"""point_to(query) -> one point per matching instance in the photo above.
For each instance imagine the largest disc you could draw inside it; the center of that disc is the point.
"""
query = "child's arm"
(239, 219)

Work to do:
Please copy the material above line for line, with no changes to any character.

The solution:
"""point_to(query) -> one point per matching instance in the photo above.
For each instance imagine the largest disc you could draw inside it; the center of that disc is the point.
"""
query = "child's arm"
(239, 219)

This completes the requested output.